Aim: Find the line containing "Identify each instance of the green grass patch". Return it and every line after it, unchanged, up to and including the last line.

Given entries:
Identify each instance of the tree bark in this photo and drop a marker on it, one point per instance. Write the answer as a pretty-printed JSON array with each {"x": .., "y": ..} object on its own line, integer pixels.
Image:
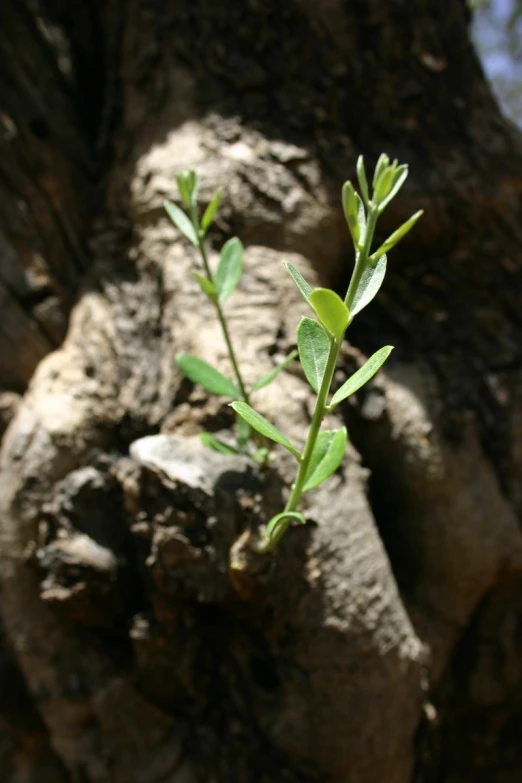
[{"x": 382, "y": 639}]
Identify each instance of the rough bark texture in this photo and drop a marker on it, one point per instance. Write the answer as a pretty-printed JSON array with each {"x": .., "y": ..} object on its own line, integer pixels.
[{"x": 383, "y": 639}]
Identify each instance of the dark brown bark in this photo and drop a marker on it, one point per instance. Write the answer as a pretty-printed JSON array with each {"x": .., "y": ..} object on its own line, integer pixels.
[{"x": 382, "y": 641}]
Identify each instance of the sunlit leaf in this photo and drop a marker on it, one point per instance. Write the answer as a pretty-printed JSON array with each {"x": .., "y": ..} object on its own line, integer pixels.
[
  {"x": 181, "y": 221},
  {"x": 274, "y": 372},
  {"x": 199, "y": 371},
  {"x": 354, "y": 212},
  {"x": 398, "y": 181},
  {"x": 331, "y": 311},
  {"x": 210, "y": 212},
  {"x": 326, "y": 457},
  {"x": 369, "y": 284},
  {"x": 229, "y": 268},
  {"x": 362, "y": 376},
  {"x": 314, "y": 345},
  {"x": 304, "y": 289},
  {"x": 262, "y": 425}
]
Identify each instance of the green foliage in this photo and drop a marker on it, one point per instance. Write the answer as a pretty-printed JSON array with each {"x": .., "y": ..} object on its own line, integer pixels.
[
  {"x": 331, "y": 311},
  {"x": 369, "y": 284},
  {"x": 300, "y": 282},
  {"x": 318, "y": 341},
  {"x": 313, "y": 344},
  {"x": 362, "y": 376},
  {"x": 217, "y": 286},
  {"x": 199, "y": 371},
  {"x": 263, "y": 426},
  {"x": 230, "y": 268},
  {"x": 326, "y": 457}
]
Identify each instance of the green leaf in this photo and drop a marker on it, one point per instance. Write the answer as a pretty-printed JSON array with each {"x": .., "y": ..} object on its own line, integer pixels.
[
  {"x": 243, "y": 432},
  {"x": 314, "y": 345},
  {"x": 382, "y": 164},
  {"x": 363, "y": 182},
  {"x": 211, "y": 442},
  {"x": 274, "y": 372},
  {"x": 210, "y": 212},
  {"x": 229, "y": 269},
  {"x": 304, "y": 289},
  {"x": 181, "y": 221},
  {"x": 369, "y": 284},
  {"x": 199, "y": 371},
  {"x": 331, "y": 311},
  {"x": 326, "y": 456},
  {"x": 208, "y": 288},
  {"x": 398, "y": 180},
  {"x": 262, "y": 425},
  {"x": 384, "y": 186},
  {"x": 354, "y": 212},
  {"x": 362, "y": 376},
  {"x": 397, "y": 235},
  {"x": 278, "y": 525}
]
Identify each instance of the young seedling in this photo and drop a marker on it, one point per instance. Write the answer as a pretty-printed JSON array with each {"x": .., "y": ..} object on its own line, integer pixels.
[
  {"x": 217, "y": 287},
  {"x": 319, "y": 341}
]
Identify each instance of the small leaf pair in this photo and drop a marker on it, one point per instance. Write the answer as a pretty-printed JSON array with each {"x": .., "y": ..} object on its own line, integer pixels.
[{"x": 327, "y": 305}]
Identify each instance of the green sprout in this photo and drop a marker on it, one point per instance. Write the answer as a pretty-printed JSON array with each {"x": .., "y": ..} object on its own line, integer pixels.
[
  {"x": 319, "y": 341},
  {"x": 217, "y": 286}
]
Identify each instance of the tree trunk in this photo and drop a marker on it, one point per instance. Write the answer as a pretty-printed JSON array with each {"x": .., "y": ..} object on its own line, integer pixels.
[{"x": 382, "y": 640}]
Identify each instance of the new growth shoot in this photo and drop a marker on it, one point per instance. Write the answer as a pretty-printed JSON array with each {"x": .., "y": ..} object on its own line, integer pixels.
[
  {"x": 319, "y": 339},
  {"x": 217, "y": 286}
]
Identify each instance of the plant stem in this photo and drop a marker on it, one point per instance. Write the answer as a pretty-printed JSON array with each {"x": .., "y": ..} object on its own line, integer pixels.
[
  {"x": 321, "y": 407},
  {"x": 219, "y": 311},
  {"x": 363, "y": 253},
  {"x": 315, "y": 426}
]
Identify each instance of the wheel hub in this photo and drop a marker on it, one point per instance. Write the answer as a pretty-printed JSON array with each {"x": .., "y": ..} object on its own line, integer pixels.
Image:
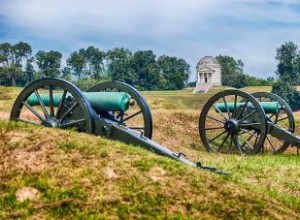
[
  {"x": 51, "y": 122},
  {"x": 231, "y": 126}
]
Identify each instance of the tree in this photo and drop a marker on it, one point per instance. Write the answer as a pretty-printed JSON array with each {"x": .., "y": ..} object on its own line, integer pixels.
[
  {"x": 11, "y": 58},
  {"x": 232, "y": 71},
  {"x": 288, "y": 67},
  {"x": 49, "y": 63},
  {"x": 120, "y": 65},
  {"x": 30, "y": 73},
  {"x": 144, "y": 66},
  {"x": 76, "y": 62},
  {"x": 288, "y": 70},
  {"x": 173, "y": 72},
  {"x": 95, "y": 62},
  {"x": 288, "y": 92}
]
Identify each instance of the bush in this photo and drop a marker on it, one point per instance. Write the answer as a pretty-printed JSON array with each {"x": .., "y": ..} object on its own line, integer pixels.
[
  {"x": 5, "y": 93},
  {"x": 85, "y": 84},
  {"x": 288, "y": 92}
]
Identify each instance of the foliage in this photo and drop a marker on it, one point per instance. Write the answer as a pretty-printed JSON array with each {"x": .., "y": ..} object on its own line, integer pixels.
[
  {"x": 5, "y": 93},
  {"x": 288, "y": 92},
  {"x": 173, "y": 72},
  {"x": 49, "y": 63},
  {"x": 288, "y": 70},
  {"x": 11, "y": 58},
  {"x": 288, "y": 67},
  {"x": 119, "y": 61},
  {"x": 232, "y": 71}
]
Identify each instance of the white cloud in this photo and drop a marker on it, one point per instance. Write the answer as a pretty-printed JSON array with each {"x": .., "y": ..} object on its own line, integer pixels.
[{"x": 250, "y": 30}]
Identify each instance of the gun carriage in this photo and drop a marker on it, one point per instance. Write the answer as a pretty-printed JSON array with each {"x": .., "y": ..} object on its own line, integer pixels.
[
  {"x": 233, "y": 120},
  {"x": 113, "y": 110}
]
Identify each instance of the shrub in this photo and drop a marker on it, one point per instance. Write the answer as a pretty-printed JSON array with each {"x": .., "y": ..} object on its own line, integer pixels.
[{"x": 288, "y": 92}]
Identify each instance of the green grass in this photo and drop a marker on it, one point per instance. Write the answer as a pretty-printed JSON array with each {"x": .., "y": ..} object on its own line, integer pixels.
[
  {"x": 83, "y": 176},
  {"x": 80, "y": 176}
]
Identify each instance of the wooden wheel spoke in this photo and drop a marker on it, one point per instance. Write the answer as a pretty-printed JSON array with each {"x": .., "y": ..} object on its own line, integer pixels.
[
  {"x": 234, "y": 107},
  {"x": 213, "y": 128},
  {"x": 136, "y": 127},
  {"x": 248, "y": 132},
  {"x": 281, "y": 119},
  {"x": 133, "y": 115},
  {"x": 42, "y": 104},
  {"x": 223, "y": 142},
  {"x": 272, "y": 146},
  {"x": 249, "y": 124},
  {"x": 34, "y": 112},
  {"x": 247, "y": 116},
  {"x": 226, "y": 106},
  {"x": 242, "y": 111},
  {"x": 215, "y": 119},
  {"x": 219, "y": 135},
  {"x": 61, "y": 104},
  {"x": 218, "y": 110}
]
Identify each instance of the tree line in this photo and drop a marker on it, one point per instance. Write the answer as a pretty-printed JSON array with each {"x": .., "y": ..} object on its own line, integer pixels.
[
  {"x": 142, "y": 69},
  {"x": 288, "y": 72},
  {"x": 233, "y": 74}
]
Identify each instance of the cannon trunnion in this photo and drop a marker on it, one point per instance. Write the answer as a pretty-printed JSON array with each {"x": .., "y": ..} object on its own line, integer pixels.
[
  {"x": 235, "y": 121},
  {"x": 113, "y": 110}
]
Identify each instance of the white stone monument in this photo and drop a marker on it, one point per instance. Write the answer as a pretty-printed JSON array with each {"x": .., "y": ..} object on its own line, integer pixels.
[{"x": 208, "y": 73}]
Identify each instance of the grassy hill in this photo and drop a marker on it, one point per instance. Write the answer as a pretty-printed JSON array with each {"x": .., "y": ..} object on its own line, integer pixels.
[{"x": 76, "y": 175}]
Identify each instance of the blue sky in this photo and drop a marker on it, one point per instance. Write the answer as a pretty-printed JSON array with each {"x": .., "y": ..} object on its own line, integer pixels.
[{"x": 249, "y": 30}]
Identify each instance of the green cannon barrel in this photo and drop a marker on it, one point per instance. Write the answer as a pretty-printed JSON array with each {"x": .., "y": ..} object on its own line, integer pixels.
[
  {"x": 269, "y": 107},
  {"x": 100, "y": 101}
]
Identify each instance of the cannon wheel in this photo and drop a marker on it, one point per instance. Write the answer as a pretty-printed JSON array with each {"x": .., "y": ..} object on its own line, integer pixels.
[
  {"x": 284, "y": 119},
  {"x": 73, "y": 111},
  {"x": 243, "y": 129},
  {"x": 141, "y": 109}
]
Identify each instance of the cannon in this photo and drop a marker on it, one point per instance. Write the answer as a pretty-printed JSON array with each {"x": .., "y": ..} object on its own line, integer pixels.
[
  {"x": 113, "y": 110},
  {"x": 235, "y": 121}
]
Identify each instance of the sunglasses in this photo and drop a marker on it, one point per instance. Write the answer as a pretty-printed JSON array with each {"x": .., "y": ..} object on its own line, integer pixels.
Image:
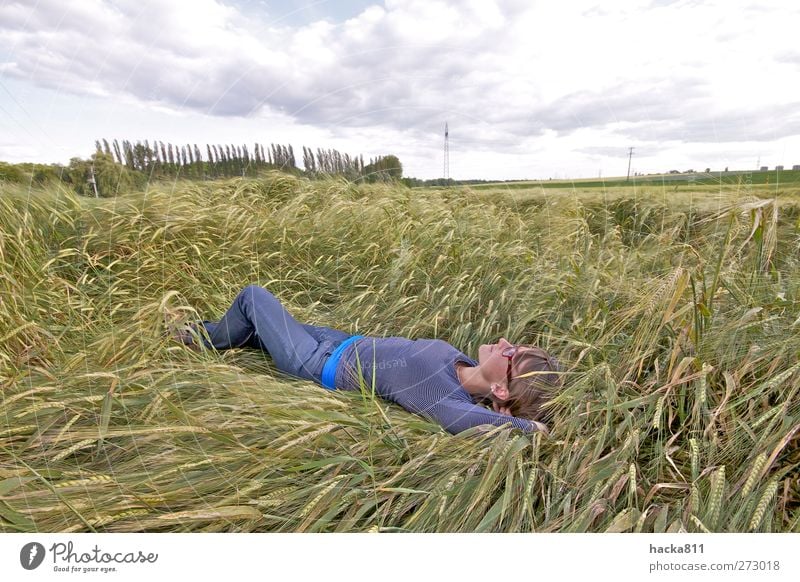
[{"x": 509, "y": 353}]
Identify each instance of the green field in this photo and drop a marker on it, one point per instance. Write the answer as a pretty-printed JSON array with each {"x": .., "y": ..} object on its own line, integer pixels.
[
  {"x": 675, "y": 312},
  {"x": 741, "y": 179}
]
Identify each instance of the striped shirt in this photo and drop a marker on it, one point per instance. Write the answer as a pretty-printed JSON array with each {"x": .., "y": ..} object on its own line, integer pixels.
[{"x": 419, "y": 375}]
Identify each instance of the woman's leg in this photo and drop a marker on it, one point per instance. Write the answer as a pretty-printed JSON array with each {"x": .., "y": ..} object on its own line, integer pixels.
[{"x": 257, "y": 319}]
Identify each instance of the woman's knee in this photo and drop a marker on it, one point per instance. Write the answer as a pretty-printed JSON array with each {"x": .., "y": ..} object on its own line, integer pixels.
[{"x": 252, "y": 290}]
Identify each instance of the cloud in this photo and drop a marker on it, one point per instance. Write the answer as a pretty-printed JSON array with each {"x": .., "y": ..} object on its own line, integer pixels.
[{"x": 502, "y": 72}]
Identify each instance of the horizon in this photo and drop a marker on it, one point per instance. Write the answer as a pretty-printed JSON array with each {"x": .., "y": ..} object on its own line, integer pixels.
[{"x": 686, "y": 84}]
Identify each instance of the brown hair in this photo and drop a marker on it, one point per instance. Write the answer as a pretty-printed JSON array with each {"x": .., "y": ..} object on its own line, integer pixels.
[{"x": 527, "y": 394}]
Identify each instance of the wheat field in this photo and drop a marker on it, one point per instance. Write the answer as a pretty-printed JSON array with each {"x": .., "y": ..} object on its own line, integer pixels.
[{"x": 675, "y": 313}]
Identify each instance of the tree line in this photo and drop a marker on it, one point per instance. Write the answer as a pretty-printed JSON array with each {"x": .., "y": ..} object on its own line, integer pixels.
[
  {"x": 159, "y": 159},
  {"x": 123, "y": 166}
]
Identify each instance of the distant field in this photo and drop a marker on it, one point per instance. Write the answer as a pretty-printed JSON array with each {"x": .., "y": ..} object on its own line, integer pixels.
[
  {"x": 674, "y": 310},
  {"x": 784, "y": 178}
]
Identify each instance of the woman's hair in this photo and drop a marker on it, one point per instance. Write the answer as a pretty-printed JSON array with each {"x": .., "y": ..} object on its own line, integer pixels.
[{"x": 528, "y": 394}]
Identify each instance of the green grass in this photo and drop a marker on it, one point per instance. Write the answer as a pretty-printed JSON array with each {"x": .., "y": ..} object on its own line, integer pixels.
[
  {"x": 670, "y": 182},
  {"x": 677, "y": 317}
]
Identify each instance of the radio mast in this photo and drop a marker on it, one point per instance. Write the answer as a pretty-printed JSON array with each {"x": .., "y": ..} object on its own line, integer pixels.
[{"x": 446, "y": 153}]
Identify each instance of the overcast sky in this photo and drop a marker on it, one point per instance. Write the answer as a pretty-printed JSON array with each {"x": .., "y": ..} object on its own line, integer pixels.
[{"x": 529, "y": 89}]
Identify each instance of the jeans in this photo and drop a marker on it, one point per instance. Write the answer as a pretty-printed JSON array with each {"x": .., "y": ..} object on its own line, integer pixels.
[{"x": 258, "y": 320}]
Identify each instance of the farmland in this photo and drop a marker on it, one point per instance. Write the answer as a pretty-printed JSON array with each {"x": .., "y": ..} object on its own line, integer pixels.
[{"x": 675, "y": 311}]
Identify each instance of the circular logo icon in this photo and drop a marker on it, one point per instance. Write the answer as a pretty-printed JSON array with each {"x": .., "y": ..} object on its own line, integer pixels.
[{"x": 31, "y": 555}]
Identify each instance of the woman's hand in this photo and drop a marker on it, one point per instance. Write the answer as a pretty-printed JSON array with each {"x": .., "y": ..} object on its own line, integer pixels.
[{"x": 501, "y": 409}]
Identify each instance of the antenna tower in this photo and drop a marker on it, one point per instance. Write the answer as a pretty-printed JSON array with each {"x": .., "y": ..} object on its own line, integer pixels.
[{"x": 446, "y": 152}]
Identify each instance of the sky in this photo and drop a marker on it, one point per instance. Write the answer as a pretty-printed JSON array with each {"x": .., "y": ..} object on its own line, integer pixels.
[{"x": 529, "y": 90}]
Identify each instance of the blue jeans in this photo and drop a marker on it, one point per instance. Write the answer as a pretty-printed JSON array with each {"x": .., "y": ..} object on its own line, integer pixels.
[{"x": 258, "y": 320}]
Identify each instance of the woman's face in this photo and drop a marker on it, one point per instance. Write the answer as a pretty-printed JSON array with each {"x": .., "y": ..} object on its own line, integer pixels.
[{"x": 493, "y": 363}]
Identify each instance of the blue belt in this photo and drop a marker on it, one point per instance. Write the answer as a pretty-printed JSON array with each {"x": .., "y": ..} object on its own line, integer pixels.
[{"x": 329, "y": 370}]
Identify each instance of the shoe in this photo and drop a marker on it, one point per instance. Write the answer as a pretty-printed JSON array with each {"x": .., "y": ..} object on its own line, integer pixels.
[{"x": 180, "y": 332}]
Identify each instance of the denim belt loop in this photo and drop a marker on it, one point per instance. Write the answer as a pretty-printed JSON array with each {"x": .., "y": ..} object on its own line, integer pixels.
[{"x": 329, "y": 370}]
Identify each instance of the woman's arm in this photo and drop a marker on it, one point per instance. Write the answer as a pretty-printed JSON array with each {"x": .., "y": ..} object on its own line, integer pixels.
[{"x": 457, "y": 415}]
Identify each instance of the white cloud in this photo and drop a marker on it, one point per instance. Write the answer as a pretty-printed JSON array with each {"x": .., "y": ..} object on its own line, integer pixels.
[{"x": 507, "y": 75}]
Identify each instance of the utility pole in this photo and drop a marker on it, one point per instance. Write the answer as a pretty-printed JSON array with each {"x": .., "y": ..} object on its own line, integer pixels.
[
  {"x": 446, "y": 153},
  {"x": 630, "y": 155},
  {"x": 93, "y": 182}
]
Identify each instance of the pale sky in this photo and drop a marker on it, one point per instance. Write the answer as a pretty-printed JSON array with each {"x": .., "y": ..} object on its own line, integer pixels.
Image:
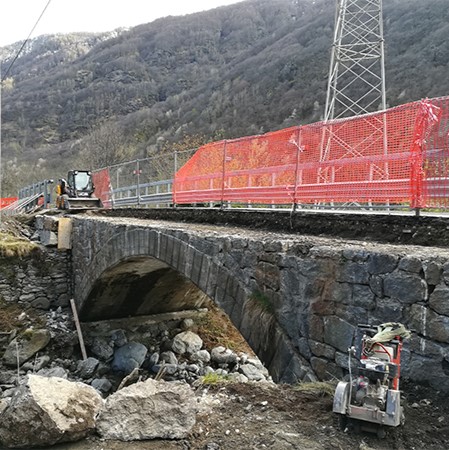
[{"x": 17, "y": 17}]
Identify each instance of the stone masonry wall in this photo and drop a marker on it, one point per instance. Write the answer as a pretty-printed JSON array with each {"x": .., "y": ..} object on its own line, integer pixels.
[
  {"x": 297, "y": 300},
  {"x": 41, "y": 280}
]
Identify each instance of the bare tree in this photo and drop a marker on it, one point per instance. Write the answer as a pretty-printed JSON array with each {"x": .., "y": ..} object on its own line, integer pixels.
[{"x": 105, "y": 146}]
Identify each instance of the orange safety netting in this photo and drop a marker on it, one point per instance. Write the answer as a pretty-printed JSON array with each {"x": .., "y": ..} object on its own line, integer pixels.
[
  {"x": 6, "y": 201},
  {"x": 102, "y": 183},
  {"x": 435, "y": 176},
  {"x": 375, "y": 158}
]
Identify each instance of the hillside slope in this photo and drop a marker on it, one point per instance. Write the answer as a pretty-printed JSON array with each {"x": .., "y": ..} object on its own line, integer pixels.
[{"x": 248, "y": 68}]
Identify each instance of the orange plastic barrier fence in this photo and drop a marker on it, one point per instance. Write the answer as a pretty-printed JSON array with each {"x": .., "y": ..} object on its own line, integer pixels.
[
  {"x": 6, "y": 201},
  {"x": 102, "y": 183},
  {"x": 375, "y": 158},
  {"x": 435, "y": 164}
]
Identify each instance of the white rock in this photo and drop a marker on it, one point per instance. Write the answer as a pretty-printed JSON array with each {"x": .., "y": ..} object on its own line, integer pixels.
[
  {"x": 148, "y": 410},
  {"x": 45, "y": 411}
]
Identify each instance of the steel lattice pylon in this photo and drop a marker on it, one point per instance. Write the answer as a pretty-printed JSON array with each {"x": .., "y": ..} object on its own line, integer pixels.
[{"x": 356, "y": 82}]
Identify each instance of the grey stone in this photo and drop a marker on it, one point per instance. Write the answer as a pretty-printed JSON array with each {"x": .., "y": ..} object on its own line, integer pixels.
[
  {"x": 381, "y": 263},
  {"x": 186, "y": 324},
  {"x": 169, "y": 358},
  {"x": 41, "y": 303},
  {"x": 101, "y": 348},
  {"x": 186, "y": 342},
  {"x": 86, "y": 369},
  {"x": 353, "y": 272},
  {"x": 376, "y": 285},
  {"x": 37, "y": 363},
  {"x": 363, "y": 296},
  {"x": 45, "y": 411},
  {"x": 129, "y": 357},
  {"x": 428, "y": 323},
  {"x": 222, "y": 355},
  {"x": 27, "y": 344},
  {"x": 202, "y": 356},
  {"x": 320, "y": 349},
  {"x": 408, "y": 288},
  {"x": 433, "y": 272},
  {"x": 325, "y": 370},
  {"x": 102, "y": 385},
  {"x": 439, "y": 299},
  {"x": 148, "y": 410},
  {"x": 338, "y": 333},
  {"x": 410, "y": 264},
  {"x": 341, "y": 292},
  {"x": 58, "y": 372},
  {"x": 238, "y": 377},
  {"x": 118, "y": 337}
]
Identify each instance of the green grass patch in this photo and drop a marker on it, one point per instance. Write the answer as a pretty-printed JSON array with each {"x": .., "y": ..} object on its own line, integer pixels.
[
  {"x": 13, "y": 246},
  {"x": 214, "y": 378}
]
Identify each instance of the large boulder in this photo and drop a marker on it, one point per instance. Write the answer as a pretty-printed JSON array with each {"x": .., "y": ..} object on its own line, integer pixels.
[
  {"x": 129, "y": 357},
  {"x": 148, "y": 410},
  {"x": 45, "y": 411}
]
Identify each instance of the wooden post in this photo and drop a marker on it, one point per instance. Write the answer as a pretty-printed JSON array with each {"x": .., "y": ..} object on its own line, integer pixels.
[{"x": 78, "y": 329}]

The reply:
Identify each instance of the green grass patch in this photo and drop a marker on it, one point per instance. Write the answer as a pretty-printed JSON array with each {"x": .., "y": ..} object on its own line, integer pixels.
[
  {"x": 13, "y": 246},
  {"x": 214, "y": 378}
]
Identify each instance of the large boulder in this photo and drop a marker on it, one point per instance. Write the answer as a pretty-printed JSON array with each {"x": .., "y": ..} object on its own line, integer pixels.
[
  {"x": 129, "y": 357},
  {"x": 148, "y": 410},
  {"x": 45, "y": 411}
]
Identify each instance of the wooden post in this photo and drop a marker on it, one point per instance. Write the answer as a pretty-printed JSON array with each {"x": .., "y": ..} object on its own line, integer pixels.
[{"x": 78, "y": 329}]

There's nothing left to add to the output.